◆ **Quoted passage**:
John Adams Unbound Transcript

One of our nation’s Founding Fathers, Adams was the son of a colonial farmer who instilled in his son not only the values of hard work and frugality but also the singular importance of education. As a boy, Adams was sent to small country schools in the village of Braintree, just south of Boston, and then, at 15, to Harvard, the only college nearby. When he took up his studies there, Adams could read Latin, and he practiced reciting Cicero’s orations aloud because, he wrote, “it exercises my lungs, raises my Spirits, opens my Pores, quickens the Circulation, and so contributes much to Health.”

Adams didn’t just like books, he was passionate about them and spent a considerable amount of whatever he earned in his life on the more than 3,000 volumes in his library. He never became a wealthy man, though he was a brilliant lawyer and could have made a tidy fortune in private practice. He’d earned early fame for his principled legal defense of the British soldiers who had fired on a crowd of stick- and snowball-throwing colonists, triggering what would be called the Boston Massacre. Though Adams’ sympathies were with the cause of Revolution, he nevertheless believed that the soldiers were entitled to a fair trial. And his defense was so compelling that the soldiers were acquitted. Adams later wrote this was “one of the best Pieces of Service I ever rendered my Country.”

Adams’ love of books was transmitted to his and Abigail Adams’ four children. The children asked their mother to tell their father to bring them back books as presents from his frequent travels. And some volumes, like Adams’ small set of Shakespeare’s works, were passed down from child to grandchild in the Adams family. Adams told his son, John Quincy Adams, to always keep some poetry close by: “You will never be alone with a poet in your pocket. You will never have an idle hour.” When father and son were travelling abroad in 1778 and 1779, Adams took over the duties of tutoring his son, and they would read aloud over breakfast from the works of the ancient Roman historian and biographer, Plutarch. In this same, thick volume of Plutarch, the Adams children pressed leaves from the trees of New England — poplars, maples, oaks — which came fluttering out from the book’s pages when the exhibition was being prepared. These leaves are in the show, too. The fragile reminders of their lives, that moment in history, and the power of words and of books.

◆ **Data in this exercise**:
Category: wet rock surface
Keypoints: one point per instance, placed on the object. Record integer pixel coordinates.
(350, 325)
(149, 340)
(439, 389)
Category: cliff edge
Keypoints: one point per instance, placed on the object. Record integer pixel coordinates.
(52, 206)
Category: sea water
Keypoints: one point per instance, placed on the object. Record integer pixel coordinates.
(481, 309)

* * *

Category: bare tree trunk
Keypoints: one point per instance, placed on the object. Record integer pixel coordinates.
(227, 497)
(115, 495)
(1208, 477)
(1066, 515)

---

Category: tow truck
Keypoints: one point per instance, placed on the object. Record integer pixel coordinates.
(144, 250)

◆ **Written tasks**:
1. According to the John Adams transcript, how many volumes did Adams's library hold?
2. Copy the lines of the records verbatim, starting at the line containing "Category: bare tree trunk" and ending at the line containing "(1066, 515)".

◆ **Solution set**:
1. More than 3,000 volumes.

2.
Category: bare tree trunk
Keypoints: one point per instance, placed on the object. Record integer pixel coordinates.
(227, 497)
(115, 495)
(1208, 477)
(1066, 515)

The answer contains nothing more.